- **Directions**
A copy is needed of each line in the records that has the word "person".

** Opening Information supplied block **

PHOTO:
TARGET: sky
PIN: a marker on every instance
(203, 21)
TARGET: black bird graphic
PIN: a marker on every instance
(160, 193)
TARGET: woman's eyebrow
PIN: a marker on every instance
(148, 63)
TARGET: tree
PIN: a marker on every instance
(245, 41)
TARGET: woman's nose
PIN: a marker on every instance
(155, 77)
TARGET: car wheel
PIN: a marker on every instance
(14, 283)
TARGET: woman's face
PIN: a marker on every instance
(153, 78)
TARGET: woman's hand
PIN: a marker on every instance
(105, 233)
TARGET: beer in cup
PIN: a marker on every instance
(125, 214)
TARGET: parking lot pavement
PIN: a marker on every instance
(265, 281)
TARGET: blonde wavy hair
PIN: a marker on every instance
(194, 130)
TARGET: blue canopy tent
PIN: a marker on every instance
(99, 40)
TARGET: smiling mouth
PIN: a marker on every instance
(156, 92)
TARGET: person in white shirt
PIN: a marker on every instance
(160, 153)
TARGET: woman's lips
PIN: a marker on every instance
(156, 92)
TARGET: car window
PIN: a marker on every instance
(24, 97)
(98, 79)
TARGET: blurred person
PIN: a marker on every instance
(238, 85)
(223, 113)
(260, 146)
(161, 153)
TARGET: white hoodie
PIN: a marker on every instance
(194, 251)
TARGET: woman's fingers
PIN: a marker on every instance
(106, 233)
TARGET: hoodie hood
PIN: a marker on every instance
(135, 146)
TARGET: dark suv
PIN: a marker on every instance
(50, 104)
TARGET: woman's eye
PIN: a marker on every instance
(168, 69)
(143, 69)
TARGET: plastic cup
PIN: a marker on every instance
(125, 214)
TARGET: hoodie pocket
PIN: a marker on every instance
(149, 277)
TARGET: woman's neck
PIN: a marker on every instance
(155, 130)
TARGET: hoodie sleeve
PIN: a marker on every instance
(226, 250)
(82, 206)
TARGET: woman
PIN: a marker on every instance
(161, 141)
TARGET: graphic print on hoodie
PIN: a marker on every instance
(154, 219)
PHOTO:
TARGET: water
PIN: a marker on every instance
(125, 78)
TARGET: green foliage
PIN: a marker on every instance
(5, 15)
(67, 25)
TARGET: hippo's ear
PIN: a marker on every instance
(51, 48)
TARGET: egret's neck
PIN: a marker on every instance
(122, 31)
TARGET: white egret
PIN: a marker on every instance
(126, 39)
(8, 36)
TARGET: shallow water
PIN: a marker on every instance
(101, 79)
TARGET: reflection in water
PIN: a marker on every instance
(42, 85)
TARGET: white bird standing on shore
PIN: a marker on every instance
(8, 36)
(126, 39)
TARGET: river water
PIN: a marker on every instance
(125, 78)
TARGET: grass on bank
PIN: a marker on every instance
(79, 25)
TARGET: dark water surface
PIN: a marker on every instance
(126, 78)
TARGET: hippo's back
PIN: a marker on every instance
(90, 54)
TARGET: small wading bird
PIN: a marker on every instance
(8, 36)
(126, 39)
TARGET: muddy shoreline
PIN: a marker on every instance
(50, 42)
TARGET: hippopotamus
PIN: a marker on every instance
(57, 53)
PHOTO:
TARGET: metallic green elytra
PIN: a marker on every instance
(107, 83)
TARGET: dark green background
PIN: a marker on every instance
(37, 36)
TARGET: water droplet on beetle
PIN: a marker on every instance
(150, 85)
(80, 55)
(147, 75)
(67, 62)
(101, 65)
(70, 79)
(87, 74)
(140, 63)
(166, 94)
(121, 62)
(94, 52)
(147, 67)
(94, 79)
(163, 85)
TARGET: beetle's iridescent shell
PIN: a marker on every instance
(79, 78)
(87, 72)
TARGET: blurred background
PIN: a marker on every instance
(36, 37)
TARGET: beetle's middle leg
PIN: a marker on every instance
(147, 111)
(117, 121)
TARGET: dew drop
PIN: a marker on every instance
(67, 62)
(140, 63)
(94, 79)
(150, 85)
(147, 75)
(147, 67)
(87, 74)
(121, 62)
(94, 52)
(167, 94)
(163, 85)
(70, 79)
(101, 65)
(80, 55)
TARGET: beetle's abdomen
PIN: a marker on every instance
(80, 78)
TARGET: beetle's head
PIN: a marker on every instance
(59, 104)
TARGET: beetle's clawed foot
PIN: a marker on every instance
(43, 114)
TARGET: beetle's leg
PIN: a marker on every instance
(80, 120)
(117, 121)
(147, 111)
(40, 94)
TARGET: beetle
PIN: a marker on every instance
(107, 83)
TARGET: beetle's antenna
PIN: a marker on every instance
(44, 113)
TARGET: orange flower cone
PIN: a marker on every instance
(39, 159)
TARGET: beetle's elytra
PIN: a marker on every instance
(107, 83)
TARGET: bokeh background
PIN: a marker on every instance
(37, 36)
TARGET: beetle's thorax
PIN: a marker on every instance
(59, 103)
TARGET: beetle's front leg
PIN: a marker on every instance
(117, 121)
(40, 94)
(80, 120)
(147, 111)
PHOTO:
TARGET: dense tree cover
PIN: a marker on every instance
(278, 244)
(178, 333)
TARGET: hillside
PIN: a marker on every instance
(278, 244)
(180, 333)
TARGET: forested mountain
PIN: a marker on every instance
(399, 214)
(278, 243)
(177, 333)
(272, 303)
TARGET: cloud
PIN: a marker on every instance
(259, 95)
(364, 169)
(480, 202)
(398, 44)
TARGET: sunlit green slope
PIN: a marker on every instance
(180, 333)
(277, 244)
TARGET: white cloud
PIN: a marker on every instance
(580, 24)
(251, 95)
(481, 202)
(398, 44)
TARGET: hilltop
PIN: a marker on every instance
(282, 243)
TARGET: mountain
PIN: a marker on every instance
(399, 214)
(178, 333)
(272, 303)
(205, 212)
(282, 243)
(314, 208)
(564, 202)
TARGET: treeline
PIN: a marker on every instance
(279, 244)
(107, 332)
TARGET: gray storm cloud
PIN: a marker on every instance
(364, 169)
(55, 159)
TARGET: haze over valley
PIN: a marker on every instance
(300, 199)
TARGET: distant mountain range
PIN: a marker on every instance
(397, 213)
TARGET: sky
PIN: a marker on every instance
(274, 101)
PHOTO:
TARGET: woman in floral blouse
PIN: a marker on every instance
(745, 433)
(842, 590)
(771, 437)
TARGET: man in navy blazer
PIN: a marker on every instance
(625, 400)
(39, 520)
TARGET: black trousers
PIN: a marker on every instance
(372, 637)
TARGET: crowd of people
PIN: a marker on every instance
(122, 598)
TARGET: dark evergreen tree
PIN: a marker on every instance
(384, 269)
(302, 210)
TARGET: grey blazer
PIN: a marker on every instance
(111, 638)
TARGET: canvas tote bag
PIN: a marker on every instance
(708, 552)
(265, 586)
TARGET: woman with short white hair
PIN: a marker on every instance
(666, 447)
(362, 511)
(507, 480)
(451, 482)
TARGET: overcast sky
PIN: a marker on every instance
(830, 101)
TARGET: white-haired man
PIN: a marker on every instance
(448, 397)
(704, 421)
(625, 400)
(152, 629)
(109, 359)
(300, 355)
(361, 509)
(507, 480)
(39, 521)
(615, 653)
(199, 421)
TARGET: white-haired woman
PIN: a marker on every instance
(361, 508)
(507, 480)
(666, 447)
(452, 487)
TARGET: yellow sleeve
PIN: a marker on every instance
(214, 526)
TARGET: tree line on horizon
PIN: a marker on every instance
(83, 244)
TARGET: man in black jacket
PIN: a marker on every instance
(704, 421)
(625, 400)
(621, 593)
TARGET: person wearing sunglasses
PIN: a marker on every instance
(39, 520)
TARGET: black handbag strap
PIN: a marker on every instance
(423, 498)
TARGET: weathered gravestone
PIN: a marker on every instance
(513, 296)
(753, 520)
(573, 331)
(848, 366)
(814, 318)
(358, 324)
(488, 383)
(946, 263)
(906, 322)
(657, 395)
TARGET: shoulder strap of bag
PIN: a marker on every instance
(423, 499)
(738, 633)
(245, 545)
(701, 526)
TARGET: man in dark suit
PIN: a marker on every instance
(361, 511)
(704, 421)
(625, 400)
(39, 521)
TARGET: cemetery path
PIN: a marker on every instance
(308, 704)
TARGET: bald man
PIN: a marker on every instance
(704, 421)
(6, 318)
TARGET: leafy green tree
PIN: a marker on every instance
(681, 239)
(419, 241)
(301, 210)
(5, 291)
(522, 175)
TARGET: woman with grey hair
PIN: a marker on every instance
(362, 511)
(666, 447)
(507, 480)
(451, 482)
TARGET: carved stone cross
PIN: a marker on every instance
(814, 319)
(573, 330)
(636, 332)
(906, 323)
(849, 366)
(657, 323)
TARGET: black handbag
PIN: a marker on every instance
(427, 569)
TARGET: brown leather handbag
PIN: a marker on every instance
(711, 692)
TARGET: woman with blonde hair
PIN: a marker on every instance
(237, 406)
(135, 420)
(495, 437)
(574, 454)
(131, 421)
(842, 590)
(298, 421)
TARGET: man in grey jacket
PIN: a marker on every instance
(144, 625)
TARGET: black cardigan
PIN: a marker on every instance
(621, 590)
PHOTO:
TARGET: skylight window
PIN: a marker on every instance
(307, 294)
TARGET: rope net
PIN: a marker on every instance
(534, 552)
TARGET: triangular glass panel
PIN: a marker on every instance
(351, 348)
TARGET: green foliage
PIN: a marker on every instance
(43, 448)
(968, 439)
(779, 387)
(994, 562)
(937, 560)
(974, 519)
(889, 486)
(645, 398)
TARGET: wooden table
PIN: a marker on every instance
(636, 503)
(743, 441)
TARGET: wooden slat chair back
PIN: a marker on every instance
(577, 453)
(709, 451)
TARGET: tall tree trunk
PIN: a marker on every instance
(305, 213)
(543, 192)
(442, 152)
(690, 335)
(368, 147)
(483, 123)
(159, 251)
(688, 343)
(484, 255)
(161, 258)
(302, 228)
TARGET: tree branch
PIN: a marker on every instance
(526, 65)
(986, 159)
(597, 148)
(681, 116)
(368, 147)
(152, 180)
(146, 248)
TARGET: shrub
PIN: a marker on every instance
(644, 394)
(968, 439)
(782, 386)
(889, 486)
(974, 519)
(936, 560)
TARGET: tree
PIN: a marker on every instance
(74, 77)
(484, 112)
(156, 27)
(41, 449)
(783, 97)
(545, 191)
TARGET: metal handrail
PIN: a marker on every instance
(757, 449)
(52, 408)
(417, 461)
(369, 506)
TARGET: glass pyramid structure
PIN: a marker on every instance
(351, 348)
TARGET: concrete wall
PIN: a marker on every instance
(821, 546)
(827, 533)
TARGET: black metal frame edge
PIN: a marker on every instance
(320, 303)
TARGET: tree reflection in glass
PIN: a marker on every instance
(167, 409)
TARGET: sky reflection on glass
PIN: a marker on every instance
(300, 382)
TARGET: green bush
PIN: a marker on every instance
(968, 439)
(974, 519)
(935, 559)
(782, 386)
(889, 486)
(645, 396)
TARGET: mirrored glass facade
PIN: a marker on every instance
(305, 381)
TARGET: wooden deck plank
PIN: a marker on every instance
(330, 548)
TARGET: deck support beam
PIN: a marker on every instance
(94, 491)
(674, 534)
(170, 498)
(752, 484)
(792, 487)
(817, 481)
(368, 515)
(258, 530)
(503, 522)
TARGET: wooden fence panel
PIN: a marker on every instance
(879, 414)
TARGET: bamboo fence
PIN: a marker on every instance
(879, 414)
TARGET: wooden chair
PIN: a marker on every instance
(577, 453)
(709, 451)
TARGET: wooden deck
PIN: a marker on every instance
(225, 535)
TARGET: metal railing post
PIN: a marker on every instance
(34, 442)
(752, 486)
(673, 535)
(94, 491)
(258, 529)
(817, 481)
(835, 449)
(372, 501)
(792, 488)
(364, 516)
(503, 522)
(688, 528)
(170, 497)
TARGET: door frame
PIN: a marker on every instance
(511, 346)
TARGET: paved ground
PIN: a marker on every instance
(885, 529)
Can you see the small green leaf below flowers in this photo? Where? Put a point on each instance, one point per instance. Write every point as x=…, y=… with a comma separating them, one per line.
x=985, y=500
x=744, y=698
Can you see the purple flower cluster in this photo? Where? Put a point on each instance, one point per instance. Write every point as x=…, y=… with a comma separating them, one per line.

** Closing Information supplied block **

- **Exercise result**
TARGET: person in white shirt
TARGET: blurred person
TARGET: person wearing sunglasses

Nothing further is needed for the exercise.